##### DATA FOR THIS EXERCISE #####

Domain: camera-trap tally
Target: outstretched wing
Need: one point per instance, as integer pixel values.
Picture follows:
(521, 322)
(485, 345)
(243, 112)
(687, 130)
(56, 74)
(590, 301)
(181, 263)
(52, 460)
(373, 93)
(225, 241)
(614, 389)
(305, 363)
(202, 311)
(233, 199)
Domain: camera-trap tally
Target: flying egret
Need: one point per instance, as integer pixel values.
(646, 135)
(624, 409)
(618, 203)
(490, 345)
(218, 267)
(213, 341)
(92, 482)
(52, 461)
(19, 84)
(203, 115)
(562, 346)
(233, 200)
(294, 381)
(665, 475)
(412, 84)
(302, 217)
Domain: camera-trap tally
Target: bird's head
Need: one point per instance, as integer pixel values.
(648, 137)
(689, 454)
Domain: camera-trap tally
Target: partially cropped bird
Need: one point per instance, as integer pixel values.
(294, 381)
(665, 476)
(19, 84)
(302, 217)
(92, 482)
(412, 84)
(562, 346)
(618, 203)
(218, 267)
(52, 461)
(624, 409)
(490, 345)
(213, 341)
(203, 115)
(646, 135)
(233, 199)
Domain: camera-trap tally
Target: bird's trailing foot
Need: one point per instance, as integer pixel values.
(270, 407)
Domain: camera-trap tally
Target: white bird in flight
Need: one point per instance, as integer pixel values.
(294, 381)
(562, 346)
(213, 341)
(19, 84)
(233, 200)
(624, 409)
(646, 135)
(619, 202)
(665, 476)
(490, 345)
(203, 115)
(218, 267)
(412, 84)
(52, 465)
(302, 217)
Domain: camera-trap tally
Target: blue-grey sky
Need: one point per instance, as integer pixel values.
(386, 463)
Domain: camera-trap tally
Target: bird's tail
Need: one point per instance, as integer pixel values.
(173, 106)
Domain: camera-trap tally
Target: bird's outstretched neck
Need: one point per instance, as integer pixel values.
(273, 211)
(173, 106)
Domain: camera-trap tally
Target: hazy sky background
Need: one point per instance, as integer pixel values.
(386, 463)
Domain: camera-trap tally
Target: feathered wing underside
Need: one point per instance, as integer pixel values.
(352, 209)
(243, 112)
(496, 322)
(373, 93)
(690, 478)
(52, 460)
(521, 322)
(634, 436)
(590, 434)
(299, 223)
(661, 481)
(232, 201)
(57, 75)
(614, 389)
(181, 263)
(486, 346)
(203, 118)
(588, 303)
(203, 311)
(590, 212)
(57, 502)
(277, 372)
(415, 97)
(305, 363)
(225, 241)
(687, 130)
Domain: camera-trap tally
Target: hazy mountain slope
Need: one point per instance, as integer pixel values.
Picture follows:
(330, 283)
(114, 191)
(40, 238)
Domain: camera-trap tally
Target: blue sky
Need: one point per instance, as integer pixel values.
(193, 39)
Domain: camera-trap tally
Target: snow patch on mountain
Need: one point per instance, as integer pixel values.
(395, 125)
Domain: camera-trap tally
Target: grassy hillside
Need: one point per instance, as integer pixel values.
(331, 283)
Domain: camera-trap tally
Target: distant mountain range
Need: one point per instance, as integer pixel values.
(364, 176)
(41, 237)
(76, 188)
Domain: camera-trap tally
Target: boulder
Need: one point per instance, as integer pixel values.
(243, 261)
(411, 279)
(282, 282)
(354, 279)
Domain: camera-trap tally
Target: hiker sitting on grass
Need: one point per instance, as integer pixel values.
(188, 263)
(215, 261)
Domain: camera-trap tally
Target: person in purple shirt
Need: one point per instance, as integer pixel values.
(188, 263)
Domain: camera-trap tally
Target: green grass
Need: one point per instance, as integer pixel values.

#####

STATED GOAL: Using the listing above, please repeat every entry exactly.

COMPLETE RESPONSE:
Domain: camera-trap tally
Target: outstretched wing
Need: one point per instance, as integer pixel values.
Picture follows:
(521, 322)
(485, 345)
(243, 112)
(687, 130)
(56, 74)
(590, 301)
(181, 263)
(52, 460)
(373, 93)
(225, 241)
(614, 389)
(305, 363)
(202, 311)
(233, 199)
Domain: camera-trap tally
Target: flying egret
Need: one point per instance, as integer pixel values.
(646, 135)
(624, 409)
(618, 203)
(490, 345)
(218, 267)
(213, 341)
(92, 482)
(52, 461)
(19, 84)
(203, 115)
(562, 346)
(233, 200)
(294, 381)
(665, 475)
(412, 84)
(302, 217)
Domain: camera-trap tally
Target: bird's head
Need: one point per instance, as integer pixel values.
(648, 137)
(689, 454)
Domain: camera-trap tally
Target: partially cropped bird
Need: one point per instance, as integer pixel values.
(294, 381)
(665, 476)
(19, 84)
(302, 217)
(92, 482)
(412, 84)
(562, 346)
(618, 203)
(218, 267)
(52, 461)
(624, 409)
(490, 345)
(213, 341)
(203, 115)
(646, 135)
(233, 199)
Domain: camera-trap tally
Target: bird's trailing foot
Need: one point per instance, as integer pixel values.
(270, 407)
Domain: camera-trap tally
Target: white bird in flight
Need: one point per instance, as integer pixel values.
(294, 381)
(562, 346)
(213, 341)
(19, 84)
(233, 200)
(624, 409)
(646, 135)
(619, 202)
(665, 476)
(490, 345)
(203, 115)
(218, 267)
(412, 84)
(52, 465)
(302, 217)
Domain: camera-trap tally
Target: blue-grey sky
Need: one point per instance, as integer pixel values.
(386, 463)
Domain: camera-trap tally
Target: bird's tail
Need: one point per instance, as integer pixel values.
(173, 106)
Domain: camera-trap tally
Target: bird's outstretched neck
Need: one point per instance, as integer pixel values.
(273, 211)
(173, 106)
Domain: camera-trap tally
Target: hazy sky background
Need: one point per instance, as integer pixel values.
(386, 463)
Domain: camera-trap tally
Target: feathered wing underside
Need: one point per instance, as integer pixel values.
(352, 209)
(243, 112)
(496, 322)
(373, 93)
(690, 478)
(52, 460)
(521, 322)
(634, 436)
(590, 434)
(299, 223)
(661, 481)
(232, 201)
(57, 75)
(614, 389)
(181, 263)
(486, 346)
(203, 118)
(588, 303)
(203, 311)
(590, 212)
(57, 502)
(277, 372)
(415, 97)
(305, 363)
(225, 241)
(687, 130)
Domain: camera-trap tally
Target: hazy mountain slope
Need: one point per instance, as integer pixel values.
Picture follows:
(330, 283)
(114, 191)
(40, 238)
Domain: camera-trap tally
Target: blue sky
Need: one point per instance, as integer pixel values.
(193, 39)
Domain: camera-trap tally
Target: snow patch on mountain
Need: one point per instance, as integer pixel values.
(395, 125)
Domain: camera-trap tally
Target: grassy hillside
Need: one point per instance, as integer pixel values.
(331, 283)
Domain: camera-trap tally
Target: distant mountain range
Need: one point per instance, as integer pixel values.
(364, 176)
(41, 237)
(76, 188)
Domain: camera-trap tally
Target: boulder
Need: one point per instance, as integer pixel values.
(243, 261)
(411, 279)
(282, 282)
(354, 279)
Domain: camera-trap tally
Target: hiker sitting on grass
Need: one point per instance, as integer pixel values.
(188, 263)
(215, 261)
Domain: camera-trap tally
Target: person in purple shirt
Need: one point per instance, as integer pixel values.
(188, 263)
Domain: camera-trap tally
Target: green grass
Need: one point per instance, as integer pixel values.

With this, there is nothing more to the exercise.